# Exercise passage
------------------------------------------------------------

1. Harm Caused By Abiotic Stress of Environmental Adversity
With the rapid development of human civilization, the global ecological environment is deteriorating, and agricultural production is facing the double harm of biotic stress and abiotic stress. All kinds of biotic stresses, such as diseases, insects and weeds, which caused by biological factors are unfavorable to plant survival and development, and can be timely prevented and treated through artificial measures, such as fungicides, herbicides and insecticides. However, abiotic stresses, including salinity, flooding, low temperature, high temperature, drought, excessive light, ultraviolet radiation, oxygen deficiency, strong wind, and pollution of air, soil or water, are generally uncontrollable. Once occur, the harm is wide and with high degeree., which are not conducive to the survival and growth of plants, and even lead to injury, destruction and death. Taking climate warming as an example, by 2017, the temperature of climate warming caused by human activities had increased by 1 ℃ (0.8-1.2 ℃) compared with that before industrialization, and now it is increasing at the rate of 0.2 ℃ every 10 years. The impact of global warming on agriculture is mainly due to more frequent and large-scale extreme weather, changes in precipitation and expansion of some desert areas.
From Y.Xu;The Crop Journal.2021
Fig. 1: Trend of Global Climate Change
Abiotic stresses such as drought, high temperature, cold damage and salt damage restrict the normal growth of crops. According to statistics, 60%~80% of crop yield loss is caused by abiotic stress. Under these abiotic stress conditions, crop growth is inhibited, seedling quality is reduced, and serious damage are caused to plnat for its immume of disease, nutritional growth and reproductive growth, which has brought great economic losses to human beings. In particular, extreme weather has become more and more frequent in recent years, which will aggravate the adverse impact of abiotic stress on global agricultural production [1]. Research has found that under the scenarios of high and low emissions, by 2050, under the extreme climate events that occur once every 100 years, 20-36% and 11-33% of the world's population will face hunger respectively. In some affected regions, such as South Asia, the amount of food needed to offset this impact is three times the current food reserves in the region [2]. In 2016, due to the continuous drought caused by El Nino in South Africa, about 14 million people in southern Africa faced the risk of hunger [3]. According to the data released by FAO in 2020, the frequency and time of duration of global drought have increased by 29% compared with that in 2000 [4]. In terms of soil salinization, about 8% of the world's land is threatened by salinization. Most of them are distributed in the natural arid or semi-arid regions of Africa, Asia and Latin America. For 20% to 50% of irrigated soil in all continents, the salinity is too high, which means that more than 1.5 billion people around the world are facing major challenges in food production due to soil degradation [5].

------------------------------------------------------------

# Data section
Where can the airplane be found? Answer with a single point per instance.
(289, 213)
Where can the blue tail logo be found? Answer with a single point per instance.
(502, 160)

------------------------------------------------------------

# Work to complete
(a) In the passage on abiotic stress in agriculture, what share of crop yield loss is attributed to abiotic stress?
(b) Please carry on the passage on abiotic stress in agriculture, starting after its closing sentence on soil salinization.

# Per-task outputs
(a) 60% to 80%.

(b)
Fig. 2: Medium and long-term development trend of global soil salinity 2031-2060 vs 1961-1990
Due to frequent global extreme weather, the quality of cultivated land has declined sharply, and the growth rate of global grain production is facing a precipitous decline. The world's major food producing areas are the Mississippi Plain in North America, the Laplata Plain in South America, the Niger Plain and Zambezi River Basin in Africa, and the Nile Delta, the Eastern European Plain and Western European Plain, as well as the Indian Plain and Indonesia, and Northeast and North China Plains which are the world's largest food producing areas. Among these regions, Africa, Latin America, the Caribbean and other warmer regions were the most affected, with the growth rate dropping by 26% to 34%. While the growth rate of the United States, the world's largest exporter of agricultural products, also dropped by 5% to 15%. The growth rate of grain production in other regions, such as India and Southeast Asia, has also slowed down to varying degrees [6].
2. New Options For Solving Abiotic Stresses Such As Low Temperature, High Temperature And Drought To Increase Grain Yield
Sustainable, stable and safe food production is imminently need. At present, the world is using plant science to solve the challenges of agriculture after the green revolution, and actively exploring ways to enhance sustainable crop production in the context of climate change.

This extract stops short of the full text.